Supplied material Block Start

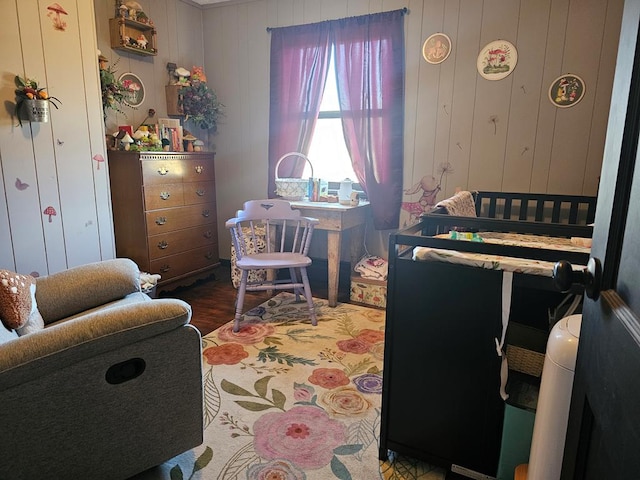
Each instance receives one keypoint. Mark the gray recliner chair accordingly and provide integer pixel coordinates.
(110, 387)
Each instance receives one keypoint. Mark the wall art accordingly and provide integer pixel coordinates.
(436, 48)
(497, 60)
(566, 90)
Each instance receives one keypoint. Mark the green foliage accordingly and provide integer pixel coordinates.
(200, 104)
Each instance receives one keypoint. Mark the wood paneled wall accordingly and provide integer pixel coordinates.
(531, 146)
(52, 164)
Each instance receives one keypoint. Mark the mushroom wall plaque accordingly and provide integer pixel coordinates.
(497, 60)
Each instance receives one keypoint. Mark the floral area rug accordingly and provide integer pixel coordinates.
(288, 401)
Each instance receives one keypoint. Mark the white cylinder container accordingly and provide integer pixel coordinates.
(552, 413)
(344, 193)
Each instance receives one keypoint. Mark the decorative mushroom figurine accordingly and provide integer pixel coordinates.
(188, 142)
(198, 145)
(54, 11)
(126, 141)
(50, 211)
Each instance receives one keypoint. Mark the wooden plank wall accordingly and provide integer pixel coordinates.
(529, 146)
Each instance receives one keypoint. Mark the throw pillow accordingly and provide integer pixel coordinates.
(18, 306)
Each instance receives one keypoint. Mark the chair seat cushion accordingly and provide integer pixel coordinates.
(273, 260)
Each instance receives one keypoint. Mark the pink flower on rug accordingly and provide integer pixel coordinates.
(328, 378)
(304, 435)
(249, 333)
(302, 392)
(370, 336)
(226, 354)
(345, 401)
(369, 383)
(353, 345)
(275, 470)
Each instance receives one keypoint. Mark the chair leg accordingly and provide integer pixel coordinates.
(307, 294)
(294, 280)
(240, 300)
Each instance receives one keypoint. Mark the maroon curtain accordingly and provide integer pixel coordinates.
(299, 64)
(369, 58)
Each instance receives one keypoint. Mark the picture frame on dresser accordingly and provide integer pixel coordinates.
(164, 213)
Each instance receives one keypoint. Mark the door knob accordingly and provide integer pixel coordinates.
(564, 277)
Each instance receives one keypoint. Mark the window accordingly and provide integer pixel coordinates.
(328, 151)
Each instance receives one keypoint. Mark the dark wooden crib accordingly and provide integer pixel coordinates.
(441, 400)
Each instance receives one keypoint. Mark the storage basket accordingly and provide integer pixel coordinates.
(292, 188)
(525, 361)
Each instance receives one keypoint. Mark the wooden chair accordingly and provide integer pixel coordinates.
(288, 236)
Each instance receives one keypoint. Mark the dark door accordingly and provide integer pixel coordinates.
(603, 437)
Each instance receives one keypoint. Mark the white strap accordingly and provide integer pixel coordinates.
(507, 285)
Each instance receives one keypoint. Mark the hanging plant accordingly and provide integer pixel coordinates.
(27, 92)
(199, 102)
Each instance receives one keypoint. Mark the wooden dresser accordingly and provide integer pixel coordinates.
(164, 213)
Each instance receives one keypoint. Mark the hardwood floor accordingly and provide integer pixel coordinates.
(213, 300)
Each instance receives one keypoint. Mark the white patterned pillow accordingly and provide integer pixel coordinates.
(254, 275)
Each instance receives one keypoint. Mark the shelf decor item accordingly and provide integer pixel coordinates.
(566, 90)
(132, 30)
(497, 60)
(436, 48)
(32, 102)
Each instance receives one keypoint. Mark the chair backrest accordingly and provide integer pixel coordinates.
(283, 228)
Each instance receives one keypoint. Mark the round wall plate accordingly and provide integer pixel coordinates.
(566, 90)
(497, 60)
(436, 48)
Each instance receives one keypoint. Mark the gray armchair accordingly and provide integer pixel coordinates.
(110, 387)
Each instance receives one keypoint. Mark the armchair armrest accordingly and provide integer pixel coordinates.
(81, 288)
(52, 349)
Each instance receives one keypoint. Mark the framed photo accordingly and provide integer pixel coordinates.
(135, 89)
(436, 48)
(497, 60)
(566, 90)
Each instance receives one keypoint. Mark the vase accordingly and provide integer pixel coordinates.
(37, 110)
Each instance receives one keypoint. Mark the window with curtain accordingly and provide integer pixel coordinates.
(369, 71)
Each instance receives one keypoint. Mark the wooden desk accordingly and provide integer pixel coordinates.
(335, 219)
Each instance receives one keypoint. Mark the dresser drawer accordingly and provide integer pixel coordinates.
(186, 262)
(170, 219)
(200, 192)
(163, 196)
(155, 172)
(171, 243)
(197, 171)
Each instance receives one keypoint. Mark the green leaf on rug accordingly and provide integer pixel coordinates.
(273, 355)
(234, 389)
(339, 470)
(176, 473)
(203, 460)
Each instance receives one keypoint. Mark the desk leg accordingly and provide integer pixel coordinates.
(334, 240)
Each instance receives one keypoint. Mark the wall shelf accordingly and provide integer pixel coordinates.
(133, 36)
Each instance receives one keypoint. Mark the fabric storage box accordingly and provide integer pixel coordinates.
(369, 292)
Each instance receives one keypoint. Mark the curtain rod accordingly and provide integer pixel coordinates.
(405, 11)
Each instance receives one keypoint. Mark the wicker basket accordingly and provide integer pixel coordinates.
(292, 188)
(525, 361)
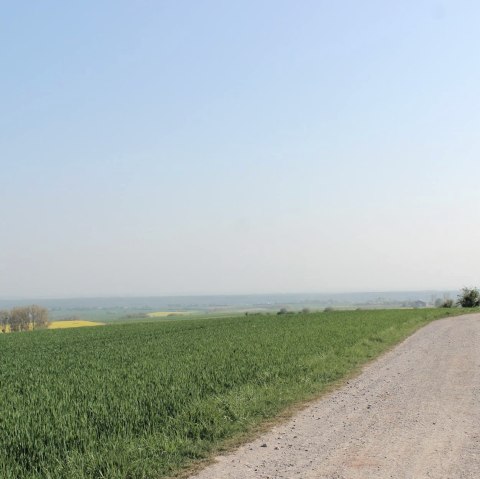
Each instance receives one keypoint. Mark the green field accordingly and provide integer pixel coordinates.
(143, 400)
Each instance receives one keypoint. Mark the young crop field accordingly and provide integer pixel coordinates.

Supplied material Block End

Write out every line above exactly, minus images.

■ Task output
Each instance receives one keypoint. Mark the gray recliner chair accordingly and provide integer pixel coordinates.
(110, 387)
Each instance receives one keypoint. Mark the wall art accordingly and provide integer pixel coordinates.
(436, 48)
(497, 60)
(566, 90)
Each instance receives one keypoint. Mark the green foliage accordingly and provide integer pixel coordinates.
(200, 104)
Each instance receives one keypoint. Mark the wood paneled wall accordingly and provide integer pixel coordinates.
(531, 146)
(52, 164)
Each instance receives one keypoint. Mark the mushroom wall plaque accordingly and provide integer pixel coordinates.
(497, 60)
Each instance receives one keypoint. Mark the floral area rug accordingly and provide integer pixel coordinates.
(288, 401)
Each instance receives one keypoint. Mark the white cylinder container accordingly and provide integer pixel coordinates.
(552, 413)
(344, 193)
Each instance receives one keypoint. Mark the decorative mushroom figurine accordingly and provide integer pixel coordinates.
(188, 142)
(198, 145)
(54, 11)
(126, 141)
(50, 211)
Each instance receives one keypoint. Mark the wooden plank wall accordingly and provide integer pixel coordinates.
(529, 146)
Each instance receives one keypoint. Mark the throw pillow accordingly and provide integer pixel coordinates.
(18, 306)
Each instance receives one keypoint. Mark the chair seat cushion accordingly and provide integer pixel coordinates.
(273, 260)
Each instance receives one keypoint. Mark the pink flower on rug accordingly and provide integer pixel coordinates.
(328, 378)
(304, 435)
(249, 333)
(302, 392)
(370, 336)
(226, 354)
(345, 401)
(369, 383)
(353, 345)
(275, 470)
Each instance receives one keypoint. Mark the chair leg accordingly and provide integer pixel coordinates.
(307, 294)
(294, 280)
(240, 300)
Each instance receives one keypoint. Mark the maroon curtain accordingly and provide integer pixel coordinates.
(299, 64)
(369, 58)
Each instance receives one keypoint. Mark the picture frame on dresser accordingly and provide integer pixel coordinates.
(164, 213)
Each instance receives one keypoint. Mark the door knob accordingly and provide integer pixel coordinates.
(564, 277)
Each instance receives one keypoint. Mark the window accordingly and provide integer pixel coordinates.
(328, 151)
Each instance receives one keypoint. Mark the dark wooden crib accordingly and provide integer pixel coordinates.
(441, 400)
Each instance receives one keypoint. Mark the storage basket accordingly and provide integer pixel coordinates.
(292, 188)
(525, 361)
Each instance receives one keypoint. Mark the wooden chair accordingly and provide integer pixel coordinates.
(288, 236)
Each instance receives one keypoint. Mark the dark door accordingly and provide integer pixel coordinates.
(603, 437)
Each instance receives one keypoint. Mark the white strap accordingly and provide integer pixel coordinates.
(507, 285)
Each instance receives one keypoint. Mark the hanging plant accordingly and provide integer pixel coordinates.
(27, 92)
(199, 102)
Each instance receives one keypoint. Mark the wooden dresser accordingly and provide integer pixel coordinates.
(164, 213)
Each instance receives one keypoint. Mark the hardwood floor accordingly and provide integer pixel coordinates.
(213, 300)
Each instance receives one keypoint. Mark the white patterned pillow accordingly and provide integer pixel coordinates.
(254, 275)
Each instance receives one keypoint. Mark the shelf decor item accordingly and provide integer pixel coordinates.
(566, 90)
(132, 30)
(497, 60)
(436, 48)
(32, 102)
Each instance receives one keypoint. Mark the chair backrest accordingly and provide integer pixel coordinates.
(283, 228)
Each instance receives one keypoint. Mark the round wall plate accordingly and provide integer pixel coordinates.
(566, 90)
(497, 60)
(436, 48)
Each instance receives one keypoint. Mark the gray armchair accordingly and provide integer pixel coordinates.
(110, 387)
Each instance receives one keypoint. Mark the armchair armrest accordingly and provide integer pixel coordinates.
(81, 288)
(52, 349)
Each instance receives one keypoint. Mark the framed photo accordingly and provide integer pixel coordinates.
(135, 89)
(436, 48)
(497, 60)
(566, 90)
Each instance receives one keypoint. Mark the vase accordingly and provide integer pixel coordinates.
(37, 110)
Each instance receives one keypoint. Mark the window with curtain accordingly and provide integer pixel coordinates.
(369, 71)
Each instance receives one keypoint. Mark the wooden desk accordingly and provide integer pixel coordinates.
(335, 219)
Each instance receives one keypoint. Mark the dresser drawer accordingly and provide integer pixel coordinates.
(186, 262)
(170, 219)
(200, 192)
(163, 196)
(155, 172)
(171, 243)
(197, 171)
Each instance receives one keypoint. Mark the green leaf on rug accordingly and provide integer pixel coordinates.
(273, 355)
(234, 389)
(339, 470)
(176, 473)
(203, 460)
Each instance receives one keypoint. Mark the desk leg accordingly and provide integer pixel coordinates.
(334, 240)
Each instance receives one keypoint. Mark the wall shelf accordingly and provide integer pixel coordinates.
(133, 36)
Each instance receives one keypoint. Mark the fabric storage box accordingly and provide integer pixel coordinates.
(369, 292)
Each instance receives one keypoint. Mark the curtain rod accordingly and provide integer pixel coordinates.
(405, 11)
Each instance receives one keypoint. Mark the wicker basket accordingly and provide integer pixel coordinates.
(292, 188)
(525, 361)
Each instance receives one keypoint. Mark the green field accordingly and provide integer pixel coordinates.
(143, 400)
Each instance receives one keypoint. Mark the young crop field accordingly and provide integer pixel coordinates.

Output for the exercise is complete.